- [SET TASK 1] Reproduce the grouse hunting thread below word for word, everything from "## trasmuson3 (May" down to "(Dec 17, 2008)".

━━━━━━

# Grouse Hunting



## trasmuson3 (May 31, 2011)

Hi all, I am looking for ideas on where to go grouse hunting. I haven't done a whole lot of it in recent years and was wondering if anyone could help me with what to look for. I'm not asking for anyones special spots but just ideas on where to go. I live in Salt Lake so anywhere within driving distance. PM me if you are willing to share. Thank you.


----------



## Springer (Dec 17, 2008)

I am just as new as you, so I have limited experience, but where I found birds was in the higher elevations. Look for new stands of Aspen mixed with Pine Trees. They seem to like the new buds from the Aspen. If you have a dog that makes the work a lot easier. Without my dog I would have never found the grouse that we did. Good Luck!! In the post above this it shows what the terrain and tree stands look like.


----------



## Trooper (Oct 18, 2007)

Trasmuson... I love that you are excited to get back into grouse hunting. Love it! But... you are missing a large part of the allure of grouse hunting. A big part of the fun of grouse hunting is to just drive toward somewhere you think will have trees and then drive around those trees until you think there might be grouse and then walk around in that area and find out! The exploration of completely random places is a good chunk of the fun. Besides, anywhere with enough trees in Utah always has at least a few grouse... so you'll usually be right. And if not... you still get to hike around a new place. One of the worst things about getting older is that I know lots of places that have grouse... which means I spend less time finding new places.


----------



## hoghunter011583 (Jul 21, 2008)

Trooper is right, I've just learned this year. I've been just hiking up canyons and seeing what the heck is up there. I'm finding so much out about my backyard!! I have been just working my way along the front looking into the thick nasty stuff. I just pick a canyon each weekend. So far I've found Deer, Fox, Elk, Grouse, Turkeys and lots of BLISTERS!! Oh and my arms and scratched up from all the dang oak brush!! Still looking for a water hole dang it!!


----------

━━━━━━

- [SET TASK 2] From the records that follow, pick out every line containing the string "navy" and copy each one unchanged. The match is case-sensitive.

- [LISTED ENTRIES]
━━━━━━

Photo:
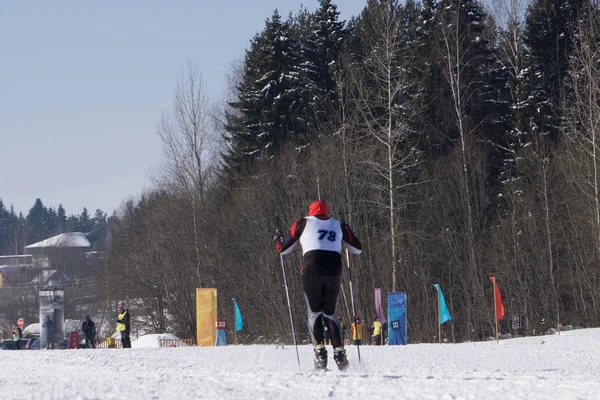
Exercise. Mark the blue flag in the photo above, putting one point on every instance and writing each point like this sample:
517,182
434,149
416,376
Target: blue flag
444,313
239,324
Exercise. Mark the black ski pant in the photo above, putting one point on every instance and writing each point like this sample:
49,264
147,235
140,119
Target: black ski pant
321,292
125,340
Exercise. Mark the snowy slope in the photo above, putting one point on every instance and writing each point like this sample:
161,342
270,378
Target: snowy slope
547,367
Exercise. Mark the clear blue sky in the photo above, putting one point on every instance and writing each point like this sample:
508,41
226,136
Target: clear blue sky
83,83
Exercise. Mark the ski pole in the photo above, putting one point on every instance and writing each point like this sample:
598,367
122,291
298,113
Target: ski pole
352,298
287,293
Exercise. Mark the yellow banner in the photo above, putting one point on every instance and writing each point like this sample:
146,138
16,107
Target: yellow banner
206,315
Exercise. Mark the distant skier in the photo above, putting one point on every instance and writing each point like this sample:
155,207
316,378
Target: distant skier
48,325
321,238
358,331
17,336
124,326
89,332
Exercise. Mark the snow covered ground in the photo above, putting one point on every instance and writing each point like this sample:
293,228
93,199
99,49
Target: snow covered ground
543,367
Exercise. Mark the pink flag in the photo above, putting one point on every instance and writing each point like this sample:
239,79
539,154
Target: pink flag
380,313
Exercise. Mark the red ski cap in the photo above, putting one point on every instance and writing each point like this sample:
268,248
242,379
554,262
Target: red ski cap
318,207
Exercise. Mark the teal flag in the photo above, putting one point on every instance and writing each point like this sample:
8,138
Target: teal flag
239,324
444,313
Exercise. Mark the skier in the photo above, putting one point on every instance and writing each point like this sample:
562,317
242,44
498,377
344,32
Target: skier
321,239
124,326
17,336
89,331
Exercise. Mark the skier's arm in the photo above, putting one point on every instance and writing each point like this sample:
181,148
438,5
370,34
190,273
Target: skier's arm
285,246
350,241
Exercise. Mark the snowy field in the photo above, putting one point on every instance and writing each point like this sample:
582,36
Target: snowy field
543,367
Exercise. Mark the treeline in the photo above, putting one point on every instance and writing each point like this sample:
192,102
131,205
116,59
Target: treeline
41,222
458,142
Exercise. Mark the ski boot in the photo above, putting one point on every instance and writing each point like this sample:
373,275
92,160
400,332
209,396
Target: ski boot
339,355
320,357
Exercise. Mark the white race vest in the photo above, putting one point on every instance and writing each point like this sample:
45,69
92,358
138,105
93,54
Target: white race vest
321,235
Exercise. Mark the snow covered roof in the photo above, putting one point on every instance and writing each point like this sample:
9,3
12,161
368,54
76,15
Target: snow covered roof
45,277
72,239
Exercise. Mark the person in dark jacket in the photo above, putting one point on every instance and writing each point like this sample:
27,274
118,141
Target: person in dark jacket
322,239
17,335
89,332
124,326
49,326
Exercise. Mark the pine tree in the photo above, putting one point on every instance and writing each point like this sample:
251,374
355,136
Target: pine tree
265,115
61,220
548,36
84,223
37,223
320,51
4,229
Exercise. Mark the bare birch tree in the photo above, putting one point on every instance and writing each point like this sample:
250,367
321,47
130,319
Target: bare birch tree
382,86
188,144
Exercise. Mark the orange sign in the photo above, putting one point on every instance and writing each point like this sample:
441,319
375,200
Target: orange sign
221,324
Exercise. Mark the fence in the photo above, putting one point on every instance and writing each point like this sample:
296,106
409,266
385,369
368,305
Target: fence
175,342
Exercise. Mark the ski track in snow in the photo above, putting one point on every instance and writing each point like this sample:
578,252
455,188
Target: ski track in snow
543,367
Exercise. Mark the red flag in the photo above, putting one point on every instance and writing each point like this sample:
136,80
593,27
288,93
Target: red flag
499,305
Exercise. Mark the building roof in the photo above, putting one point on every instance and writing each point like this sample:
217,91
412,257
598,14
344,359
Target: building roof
72,239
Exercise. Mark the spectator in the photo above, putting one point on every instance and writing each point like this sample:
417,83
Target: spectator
124,326
49,325
17,335
89,331
342,328
377,332
358,331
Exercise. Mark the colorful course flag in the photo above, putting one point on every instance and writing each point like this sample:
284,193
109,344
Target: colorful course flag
239,324
499,304
379,310
444,313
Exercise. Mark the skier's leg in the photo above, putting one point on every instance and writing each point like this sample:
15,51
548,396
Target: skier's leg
330,294
313,294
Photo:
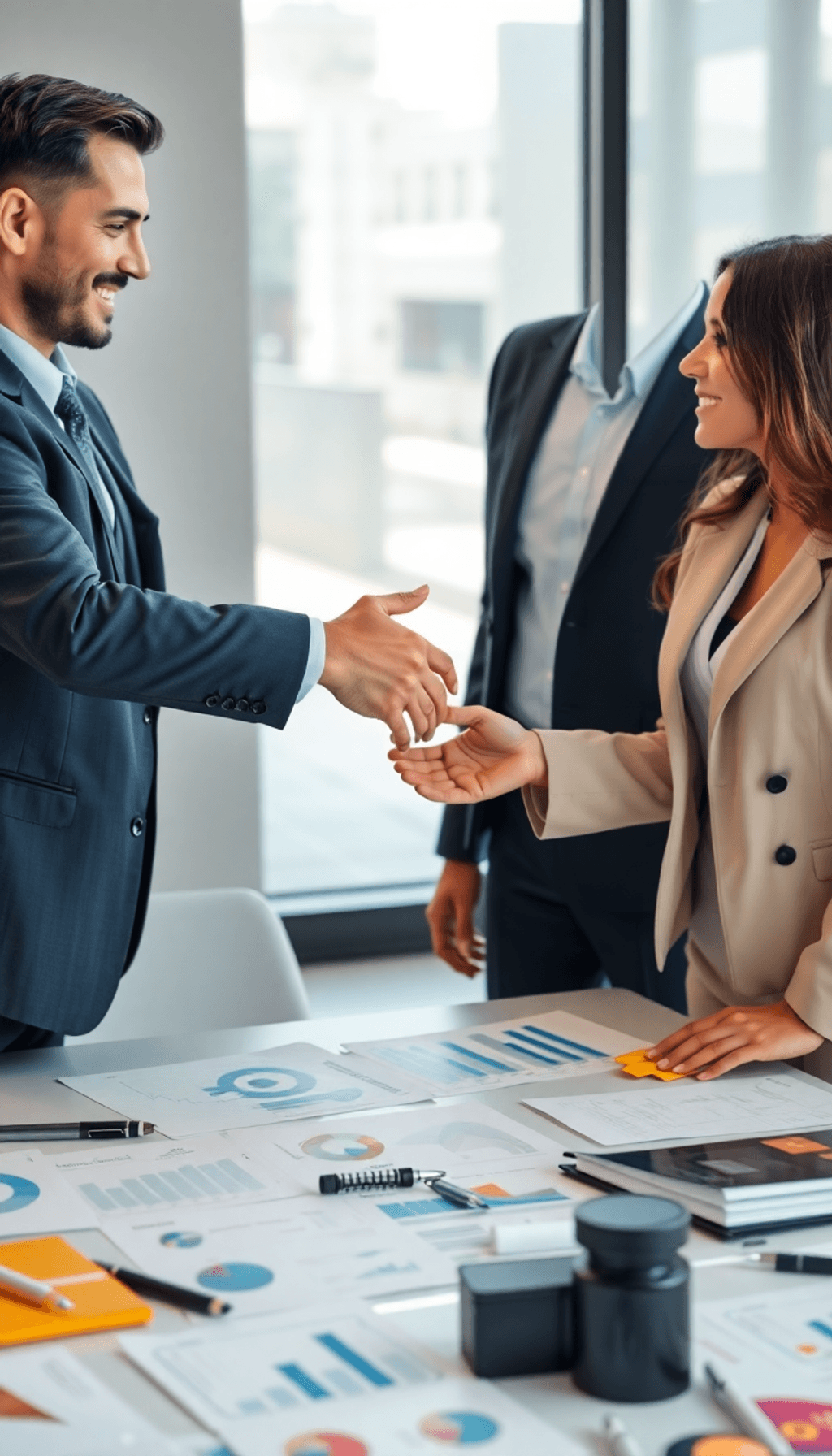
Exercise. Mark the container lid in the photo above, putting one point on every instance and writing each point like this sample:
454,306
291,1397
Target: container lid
628,1231
516,1277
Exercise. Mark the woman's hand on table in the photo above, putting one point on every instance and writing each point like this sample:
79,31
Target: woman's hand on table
730,1037
494,756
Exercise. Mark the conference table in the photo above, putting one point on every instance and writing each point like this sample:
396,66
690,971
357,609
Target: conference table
29,1092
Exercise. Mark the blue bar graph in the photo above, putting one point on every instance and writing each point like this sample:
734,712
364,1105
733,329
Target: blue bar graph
305,1382
354,1360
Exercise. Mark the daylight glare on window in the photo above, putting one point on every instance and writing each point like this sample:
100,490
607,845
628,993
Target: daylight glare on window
414,193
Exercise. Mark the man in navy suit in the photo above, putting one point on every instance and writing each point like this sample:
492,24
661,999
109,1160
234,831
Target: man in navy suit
91,644
583,498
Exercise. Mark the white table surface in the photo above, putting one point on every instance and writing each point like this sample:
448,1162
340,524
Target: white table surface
29,1092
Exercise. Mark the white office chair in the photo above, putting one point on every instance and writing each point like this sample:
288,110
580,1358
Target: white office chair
209,959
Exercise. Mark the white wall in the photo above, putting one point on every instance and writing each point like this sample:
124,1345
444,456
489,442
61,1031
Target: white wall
176,373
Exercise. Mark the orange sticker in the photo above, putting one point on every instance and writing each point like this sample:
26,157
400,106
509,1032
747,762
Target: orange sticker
797,1145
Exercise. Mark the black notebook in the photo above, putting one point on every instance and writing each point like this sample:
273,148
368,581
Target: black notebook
754,1184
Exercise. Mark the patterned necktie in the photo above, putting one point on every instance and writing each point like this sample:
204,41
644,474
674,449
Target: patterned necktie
73,415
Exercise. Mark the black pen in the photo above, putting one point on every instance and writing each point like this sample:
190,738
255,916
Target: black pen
60,1132
168,1294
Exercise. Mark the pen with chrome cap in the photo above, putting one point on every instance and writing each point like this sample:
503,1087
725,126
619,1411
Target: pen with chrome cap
34,1290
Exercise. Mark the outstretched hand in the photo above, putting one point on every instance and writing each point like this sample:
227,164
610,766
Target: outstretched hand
494,756
730,1037
379,669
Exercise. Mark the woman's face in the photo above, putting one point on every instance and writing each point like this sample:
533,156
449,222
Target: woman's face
727,419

━━━━━━

- [EXERCISE SOLUTION 1]
## trasmuson3 (May 31, 2011)

Hi all, I am looking for ideas on where to go grouse hunting. I haven't done a whole lot of it in recent years and was wondering if anyone could help me with what to look for. I'm not asking for anyones special spots but just ideas on where to go. I live in Salt Lake so anywhere within driving distance. PM me if you are willing to share. Thank you.


----------



## Springer (Dec 17, 2008)

- [EXERCISE SOLUTION 2]
Exercise. Mark the man in navy suit in the photo above, putting one point on every instance and writing each point like this sample:
Target: man in navy suit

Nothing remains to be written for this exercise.